(SUPPLIED PASSAGE)

►

How to Get Started with the Model

Set up the environment (using env_setup.sh):

conda create -n prompt_cam python=3.10
conda activate prompt_cam
source env_setup.sh

Download a checkpoint from this repository (see Training Data table below) and place it in checkpoints/{backbone}/{dataset}/model.pt. Then visualize class-specific attention maps by running:

CUDA_VISIBLE_DEVICES=0 python visualize.py \
    --config ./experiment/config/prompt_cam/dino/cub/args.yaml \
    --checkpoint ./checkpoints/dino/cub/model.pt \
    --vis_cls 23

Output heatmaps are saved to visualization/dino/cub/class_23/.

For an interactive experience, see the Colab demo or demo.ipynb.

Training Details

Training Data

Each checkpoint is trained on the official training split of its respective dataset.

Backbone	Dataset	Checkpoint
DINO (ViT-B/16)	CUB-200-2011	Prompt_CAM_checkpoint_dino_cub.pt
DINO (ViT-B/16)	Stanford Cars	Coming soon
DINO (ViT-B/16)	Stanford Dogs	Coming soon
DINO (ViT-B/16)	Oxford-IIIT Pet	Coming soon
DINO (ViT-B/16)	Birds-525	Coming soon
DINOv2 (ViT-B/14)	CUB-200-2011	Coming soon
DINOv2 (ViT-B/14)	Stanford Dogs	Coming soon
DINOv2 (ViT-B/14)	Oxford-IIIT Pet	Coming soon

Training Procedure

Only the class-specific prompt tokens are trained; the pretrained ViT backbone weights are kept frozen. The number of prompt tokens equals the number of classes in the dataset.

◄

(ACTIVITY) Reproduce the portion of the model setup guide between "Set up the environment" and "saved to visualization/dino/cub/class_23/.", inclusive, word for word.

(INFORMATION SUPPLIED)
►

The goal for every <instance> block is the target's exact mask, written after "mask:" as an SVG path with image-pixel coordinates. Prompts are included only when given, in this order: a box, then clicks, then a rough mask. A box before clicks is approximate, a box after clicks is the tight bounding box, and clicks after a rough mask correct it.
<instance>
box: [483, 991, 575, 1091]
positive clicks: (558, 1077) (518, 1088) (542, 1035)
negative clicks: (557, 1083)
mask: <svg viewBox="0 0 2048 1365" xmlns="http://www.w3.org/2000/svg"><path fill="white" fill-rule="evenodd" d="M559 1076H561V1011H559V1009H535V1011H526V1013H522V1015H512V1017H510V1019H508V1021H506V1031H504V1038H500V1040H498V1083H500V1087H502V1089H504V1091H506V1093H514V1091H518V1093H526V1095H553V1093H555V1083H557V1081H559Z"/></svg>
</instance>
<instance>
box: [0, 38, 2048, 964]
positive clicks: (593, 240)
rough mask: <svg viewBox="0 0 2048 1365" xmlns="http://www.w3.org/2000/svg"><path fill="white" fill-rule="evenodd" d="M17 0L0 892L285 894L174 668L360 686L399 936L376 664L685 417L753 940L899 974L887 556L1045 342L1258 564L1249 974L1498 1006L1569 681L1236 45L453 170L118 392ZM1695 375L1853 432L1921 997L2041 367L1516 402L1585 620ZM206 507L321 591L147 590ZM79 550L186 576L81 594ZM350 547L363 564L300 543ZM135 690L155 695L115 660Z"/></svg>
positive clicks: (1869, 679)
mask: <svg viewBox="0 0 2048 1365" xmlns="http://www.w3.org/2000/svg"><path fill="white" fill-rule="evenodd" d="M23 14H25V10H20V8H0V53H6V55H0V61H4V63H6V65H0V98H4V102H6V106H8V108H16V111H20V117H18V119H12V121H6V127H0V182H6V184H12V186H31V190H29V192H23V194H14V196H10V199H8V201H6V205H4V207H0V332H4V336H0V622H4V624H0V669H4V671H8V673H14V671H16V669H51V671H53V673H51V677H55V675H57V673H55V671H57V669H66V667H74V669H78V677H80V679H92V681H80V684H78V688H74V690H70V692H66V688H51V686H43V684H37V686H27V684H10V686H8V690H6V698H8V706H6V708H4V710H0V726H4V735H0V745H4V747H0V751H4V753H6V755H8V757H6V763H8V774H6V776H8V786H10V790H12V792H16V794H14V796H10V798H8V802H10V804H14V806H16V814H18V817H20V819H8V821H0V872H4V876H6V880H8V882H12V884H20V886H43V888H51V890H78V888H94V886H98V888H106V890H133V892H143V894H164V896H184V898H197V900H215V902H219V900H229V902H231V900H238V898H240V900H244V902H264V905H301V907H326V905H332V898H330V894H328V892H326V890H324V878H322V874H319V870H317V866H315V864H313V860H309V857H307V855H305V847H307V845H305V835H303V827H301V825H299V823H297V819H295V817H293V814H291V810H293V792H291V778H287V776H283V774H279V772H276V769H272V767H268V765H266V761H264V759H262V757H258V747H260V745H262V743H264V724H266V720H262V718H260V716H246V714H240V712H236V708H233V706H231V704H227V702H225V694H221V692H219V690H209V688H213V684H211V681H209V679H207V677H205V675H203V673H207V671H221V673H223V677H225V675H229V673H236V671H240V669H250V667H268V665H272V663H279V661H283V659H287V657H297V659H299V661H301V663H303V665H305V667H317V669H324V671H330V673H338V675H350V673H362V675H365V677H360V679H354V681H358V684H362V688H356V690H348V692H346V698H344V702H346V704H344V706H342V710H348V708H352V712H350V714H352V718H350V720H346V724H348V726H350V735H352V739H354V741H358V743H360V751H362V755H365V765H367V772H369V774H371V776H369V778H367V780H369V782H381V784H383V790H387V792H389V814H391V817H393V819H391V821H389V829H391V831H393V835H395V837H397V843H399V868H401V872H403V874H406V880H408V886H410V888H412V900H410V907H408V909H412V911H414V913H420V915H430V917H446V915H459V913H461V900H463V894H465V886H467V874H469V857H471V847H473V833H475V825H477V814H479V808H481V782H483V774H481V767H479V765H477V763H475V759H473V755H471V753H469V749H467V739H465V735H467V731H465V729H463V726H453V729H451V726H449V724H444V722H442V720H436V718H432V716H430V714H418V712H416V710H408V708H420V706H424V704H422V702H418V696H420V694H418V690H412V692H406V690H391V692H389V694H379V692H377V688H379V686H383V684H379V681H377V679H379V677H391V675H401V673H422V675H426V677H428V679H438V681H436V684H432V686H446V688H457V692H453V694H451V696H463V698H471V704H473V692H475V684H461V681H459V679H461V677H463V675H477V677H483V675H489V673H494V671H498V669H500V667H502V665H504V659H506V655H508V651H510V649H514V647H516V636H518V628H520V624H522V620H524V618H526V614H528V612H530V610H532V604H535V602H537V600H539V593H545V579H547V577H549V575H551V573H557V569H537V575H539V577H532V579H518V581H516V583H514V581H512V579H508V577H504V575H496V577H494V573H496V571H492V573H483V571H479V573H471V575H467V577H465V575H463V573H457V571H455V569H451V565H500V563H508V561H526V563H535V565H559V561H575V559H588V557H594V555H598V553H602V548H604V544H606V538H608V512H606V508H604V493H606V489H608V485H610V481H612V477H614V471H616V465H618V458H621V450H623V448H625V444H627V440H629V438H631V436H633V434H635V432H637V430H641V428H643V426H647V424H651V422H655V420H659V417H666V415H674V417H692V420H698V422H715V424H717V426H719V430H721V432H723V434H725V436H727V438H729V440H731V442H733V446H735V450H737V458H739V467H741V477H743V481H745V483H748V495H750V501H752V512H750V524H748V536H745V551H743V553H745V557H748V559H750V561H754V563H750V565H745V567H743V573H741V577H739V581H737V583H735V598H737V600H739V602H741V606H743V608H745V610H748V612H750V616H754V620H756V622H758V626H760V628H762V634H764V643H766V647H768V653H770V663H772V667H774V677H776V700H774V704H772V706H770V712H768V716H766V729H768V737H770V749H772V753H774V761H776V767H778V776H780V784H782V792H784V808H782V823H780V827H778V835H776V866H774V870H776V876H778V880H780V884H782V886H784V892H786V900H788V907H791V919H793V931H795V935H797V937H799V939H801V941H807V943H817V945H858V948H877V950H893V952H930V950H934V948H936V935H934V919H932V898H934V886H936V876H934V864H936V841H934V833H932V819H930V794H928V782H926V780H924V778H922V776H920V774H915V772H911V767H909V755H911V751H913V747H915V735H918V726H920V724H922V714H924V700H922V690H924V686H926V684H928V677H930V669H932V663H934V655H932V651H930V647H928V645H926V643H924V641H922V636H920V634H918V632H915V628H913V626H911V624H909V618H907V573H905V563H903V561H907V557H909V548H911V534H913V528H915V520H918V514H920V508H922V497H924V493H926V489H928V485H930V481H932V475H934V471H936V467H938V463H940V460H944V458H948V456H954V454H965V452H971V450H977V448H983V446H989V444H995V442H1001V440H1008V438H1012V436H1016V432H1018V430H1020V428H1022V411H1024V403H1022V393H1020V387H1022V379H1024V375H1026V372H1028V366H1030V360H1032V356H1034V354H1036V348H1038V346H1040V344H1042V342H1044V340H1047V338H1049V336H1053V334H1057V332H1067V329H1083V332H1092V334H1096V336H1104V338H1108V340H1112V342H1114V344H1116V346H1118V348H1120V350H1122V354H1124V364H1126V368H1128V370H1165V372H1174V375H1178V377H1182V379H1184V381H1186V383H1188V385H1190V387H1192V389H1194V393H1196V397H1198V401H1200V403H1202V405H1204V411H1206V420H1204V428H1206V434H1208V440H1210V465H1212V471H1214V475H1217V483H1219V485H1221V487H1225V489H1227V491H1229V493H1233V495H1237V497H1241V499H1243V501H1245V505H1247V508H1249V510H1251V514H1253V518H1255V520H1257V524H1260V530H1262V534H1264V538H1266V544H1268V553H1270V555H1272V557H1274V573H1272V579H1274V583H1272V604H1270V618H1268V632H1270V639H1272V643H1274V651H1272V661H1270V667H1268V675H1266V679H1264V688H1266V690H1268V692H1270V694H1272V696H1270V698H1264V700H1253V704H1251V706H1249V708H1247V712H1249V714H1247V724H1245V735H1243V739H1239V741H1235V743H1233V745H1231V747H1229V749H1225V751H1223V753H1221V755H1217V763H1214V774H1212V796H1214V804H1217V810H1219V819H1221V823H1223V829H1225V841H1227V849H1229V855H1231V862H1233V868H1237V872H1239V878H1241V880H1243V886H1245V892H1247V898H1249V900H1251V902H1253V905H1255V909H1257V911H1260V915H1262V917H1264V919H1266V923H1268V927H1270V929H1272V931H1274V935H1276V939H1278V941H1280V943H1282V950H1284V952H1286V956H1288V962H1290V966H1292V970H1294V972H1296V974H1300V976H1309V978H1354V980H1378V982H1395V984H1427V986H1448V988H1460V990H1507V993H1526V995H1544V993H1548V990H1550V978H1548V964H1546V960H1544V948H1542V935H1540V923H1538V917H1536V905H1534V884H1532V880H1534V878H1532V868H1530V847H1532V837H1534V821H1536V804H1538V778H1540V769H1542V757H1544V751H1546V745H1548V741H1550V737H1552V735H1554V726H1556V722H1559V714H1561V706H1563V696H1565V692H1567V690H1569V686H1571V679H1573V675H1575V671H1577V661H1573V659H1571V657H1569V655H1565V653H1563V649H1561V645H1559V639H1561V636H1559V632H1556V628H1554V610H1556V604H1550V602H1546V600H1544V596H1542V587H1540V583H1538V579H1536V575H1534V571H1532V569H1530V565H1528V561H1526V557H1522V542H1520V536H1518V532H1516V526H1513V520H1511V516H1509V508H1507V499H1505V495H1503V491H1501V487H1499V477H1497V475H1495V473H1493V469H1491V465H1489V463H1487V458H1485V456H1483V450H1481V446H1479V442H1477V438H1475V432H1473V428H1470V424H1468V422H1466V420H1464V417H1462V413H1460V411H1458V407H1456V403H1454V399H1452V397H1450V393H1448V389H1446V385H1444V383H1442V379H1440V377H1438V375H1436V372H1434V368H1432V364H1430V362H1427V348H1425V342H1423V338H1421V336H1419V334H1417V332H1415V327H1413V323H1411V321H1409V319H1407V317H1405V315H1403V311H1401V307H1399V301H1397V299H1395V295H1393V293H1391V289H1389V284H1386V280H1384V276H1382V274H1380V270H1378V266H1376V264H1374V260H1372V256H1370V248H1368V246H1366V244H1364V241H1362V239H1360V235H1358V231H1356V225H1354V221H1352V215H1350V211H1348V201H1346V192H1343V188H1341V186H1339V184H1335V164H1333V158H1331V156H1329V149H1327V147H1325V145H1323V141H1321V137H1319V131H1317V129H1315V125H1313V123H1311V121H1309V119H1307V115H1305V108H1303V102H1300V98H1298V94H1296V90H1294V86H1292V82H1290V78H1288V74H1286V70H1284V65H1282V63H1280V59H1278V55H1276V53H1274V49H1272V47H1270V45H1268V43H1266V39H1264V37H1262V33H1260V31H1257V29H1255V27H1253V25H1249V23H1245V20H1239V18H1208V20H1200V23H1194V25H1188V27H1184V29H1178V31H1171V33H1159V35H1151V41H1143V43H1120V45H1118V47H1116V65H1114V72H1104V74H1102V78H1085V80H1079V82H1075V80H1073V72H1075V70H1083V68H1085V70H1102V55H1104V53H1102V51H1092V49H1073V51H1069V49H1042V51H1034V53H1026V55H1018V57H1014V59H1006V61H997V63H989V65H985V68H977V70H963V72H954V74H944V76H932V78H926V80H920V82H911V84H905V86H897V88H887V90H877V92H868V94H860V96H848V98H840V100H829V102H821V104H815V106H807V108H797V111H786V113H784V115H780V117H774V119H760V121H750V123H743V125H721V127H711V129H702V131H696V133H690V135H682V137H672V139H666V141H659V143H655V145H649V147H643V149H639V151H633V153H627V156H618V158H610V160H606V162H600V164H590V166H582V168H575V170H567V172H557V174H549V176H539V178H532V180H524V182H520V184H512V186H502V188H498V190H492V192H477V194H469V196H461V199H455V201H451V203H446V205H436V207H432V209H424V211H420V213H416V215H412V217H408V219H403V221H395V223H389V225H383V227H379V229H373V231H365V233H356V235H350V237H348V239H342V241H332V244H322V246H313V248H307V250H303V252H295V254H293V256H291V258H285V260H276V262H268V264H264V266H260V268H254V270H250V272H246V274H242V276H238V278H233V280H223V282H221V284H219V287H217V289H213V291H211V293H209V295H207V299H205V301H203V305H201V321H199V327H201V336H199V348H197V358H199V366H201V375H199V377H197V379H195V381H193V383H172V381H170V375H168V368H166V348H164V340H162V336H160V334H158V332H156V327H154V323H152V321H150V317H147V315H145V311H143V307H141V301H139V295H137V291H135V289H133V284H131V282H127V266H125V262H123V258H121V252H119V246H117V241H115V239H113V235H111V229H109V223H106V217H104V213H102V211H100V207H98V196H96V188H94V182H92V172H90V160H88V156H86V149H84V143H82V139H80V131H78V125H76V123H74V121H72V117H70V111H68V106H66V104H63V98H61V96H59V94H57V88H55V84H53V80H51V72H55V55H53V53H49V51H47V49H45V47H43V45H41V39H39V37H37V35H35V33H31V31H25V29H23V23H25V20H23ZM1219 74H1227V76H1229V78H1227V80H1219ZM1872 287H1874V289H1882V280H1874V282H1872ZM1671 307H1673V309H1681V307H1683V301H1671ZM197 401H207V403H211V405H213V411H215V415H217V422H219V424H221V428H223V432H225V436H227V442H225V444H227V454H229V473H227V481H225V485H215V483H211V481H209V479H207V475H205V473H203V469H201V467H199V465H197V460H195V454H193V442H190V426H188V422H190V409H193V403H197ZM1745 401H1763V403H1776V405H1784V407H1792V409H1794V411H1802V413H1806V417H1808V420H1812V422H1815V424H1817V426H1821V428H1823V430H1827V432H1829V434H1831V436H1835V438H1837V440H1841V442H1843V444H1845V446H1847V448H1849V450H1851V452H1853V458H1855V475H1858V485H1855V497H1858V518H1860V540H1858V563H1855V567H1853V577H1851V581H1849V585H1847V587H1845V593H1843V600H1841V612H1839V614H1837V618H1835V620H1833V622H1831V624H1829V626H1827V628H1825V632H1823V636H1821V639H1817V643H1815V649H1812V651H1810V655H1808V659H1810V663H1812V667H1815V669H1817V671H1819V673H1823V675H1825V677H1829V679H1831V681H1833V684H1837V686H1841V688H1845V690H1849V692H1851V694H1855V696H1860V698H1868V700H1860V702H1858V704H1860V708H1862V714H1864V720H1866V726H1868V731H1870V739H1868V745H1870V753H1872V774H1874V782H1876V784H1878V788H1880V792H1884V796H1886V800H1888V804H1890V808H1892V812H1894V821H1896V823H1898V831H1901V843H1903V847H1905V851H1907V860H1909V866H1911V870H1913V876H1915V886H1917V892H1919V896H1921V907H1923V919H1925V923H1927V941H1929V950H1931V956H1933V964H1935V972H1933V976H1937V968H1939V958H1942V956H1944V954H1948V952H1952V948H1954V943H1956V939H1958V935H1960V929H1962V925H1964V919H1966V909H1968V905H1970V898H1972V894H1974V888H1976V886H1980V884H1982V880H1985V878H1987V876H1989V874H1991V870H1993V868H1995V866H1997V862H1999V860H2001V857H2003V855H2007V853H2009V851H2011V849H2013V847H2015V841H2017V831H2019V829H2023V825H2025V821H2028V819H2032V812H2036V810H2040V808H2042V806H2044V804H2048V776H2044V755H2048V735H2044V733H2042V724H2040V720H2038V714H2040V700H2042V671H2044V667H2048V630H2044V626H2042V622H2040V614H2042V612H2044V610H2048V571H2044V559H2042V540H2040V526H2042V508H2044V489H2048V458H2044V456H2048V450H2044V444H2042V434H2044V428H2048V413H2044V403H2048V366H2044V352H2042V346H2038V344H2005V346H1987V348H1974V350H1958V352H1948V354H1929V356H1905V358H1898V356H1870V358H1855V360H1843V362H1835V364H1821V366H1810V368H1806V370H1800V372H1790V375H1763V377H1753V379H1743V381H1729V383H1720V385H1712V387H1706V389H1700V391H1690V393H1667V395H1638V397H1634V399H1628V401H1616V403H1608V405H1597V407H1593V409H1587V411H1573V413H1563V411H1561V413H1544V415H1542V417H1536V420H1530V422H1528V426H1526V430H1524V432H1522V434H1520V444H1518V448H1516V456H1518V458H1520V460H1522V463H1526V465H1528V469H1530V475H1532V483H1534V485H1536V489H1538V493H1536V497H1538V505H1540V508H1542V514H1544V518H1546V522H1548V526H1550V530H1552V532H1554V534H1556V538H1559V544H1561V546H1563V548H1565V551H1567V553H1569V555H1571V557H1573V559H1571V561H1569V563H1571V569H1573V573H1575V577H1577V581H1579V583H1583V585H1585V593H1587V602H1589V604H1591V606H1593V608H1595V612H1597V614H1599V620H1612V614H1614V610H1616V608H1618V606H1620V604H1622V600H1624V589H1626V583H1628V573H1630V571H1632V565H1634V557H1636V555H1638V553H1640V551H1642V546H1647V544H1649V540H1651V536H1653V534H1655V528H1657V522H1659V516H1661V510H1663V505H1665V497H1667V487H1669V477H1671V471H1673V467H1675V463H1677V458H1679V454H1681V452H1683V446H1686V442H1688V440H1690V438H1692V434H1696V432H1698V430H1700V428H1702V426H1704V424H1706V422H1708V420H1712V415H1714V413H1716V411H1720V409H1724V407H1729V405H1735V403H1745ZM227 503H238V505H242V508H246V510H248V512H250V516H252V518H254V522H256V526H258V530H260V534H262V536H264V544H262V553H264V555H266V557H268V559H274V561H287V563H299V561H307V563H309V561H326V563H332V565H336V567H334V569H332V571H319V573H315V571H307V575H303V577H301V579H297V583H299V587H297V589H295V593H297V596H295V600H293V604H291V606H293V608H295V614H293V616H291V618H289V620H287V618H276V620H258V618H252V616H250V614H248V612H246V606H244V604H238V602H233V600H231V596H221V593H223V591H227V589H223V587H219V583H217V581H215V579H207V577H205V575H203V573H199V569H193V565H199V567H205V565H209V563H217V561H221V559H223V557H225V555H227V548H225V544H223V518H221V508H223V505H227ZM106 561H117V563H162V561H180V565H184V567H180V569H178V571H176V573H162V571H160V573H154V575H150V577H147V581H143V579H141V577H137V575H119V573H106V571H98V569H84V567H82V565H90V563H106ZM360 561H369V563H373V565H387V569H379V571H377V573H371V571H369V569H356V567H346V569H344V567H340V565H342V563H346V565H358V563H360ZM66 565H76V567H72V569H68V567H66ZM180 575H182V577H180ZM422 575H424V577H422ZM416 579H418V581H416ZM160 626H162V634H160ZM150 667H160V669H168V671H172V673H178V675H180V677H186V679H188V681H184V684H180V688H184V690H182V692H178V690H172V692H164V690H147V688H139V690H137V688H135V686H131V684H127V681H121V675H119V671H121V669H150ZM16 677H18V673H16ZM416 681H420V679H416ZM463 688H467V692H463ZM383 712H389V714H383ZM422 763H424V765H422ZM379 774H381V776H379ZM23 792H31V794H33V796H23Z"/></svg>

◄

(YOUR RESPONSE)
Set up the environment (using env_setup.sh):

conda create -n prompt_cam python=3.10
conda activate prompt_cam
source env_setup.sh

Download a checkpoint from this repository (see Training Data table below) and place it in checkpoints/{backbone}/{dataset}/model.pt. Then visualize class-specific attention maps by running:

CUDA_VISIBLE_DEVICES=0 python visualize.py \
    --config ./experiment/config/prompt_cam/dino/cub/args.yaml \
    --checkpoint ./checkpoints/dino/cub/model.pt \
    --vis_cls 23

Output heatmaps are saved to visualization/dino/cub/class_23/.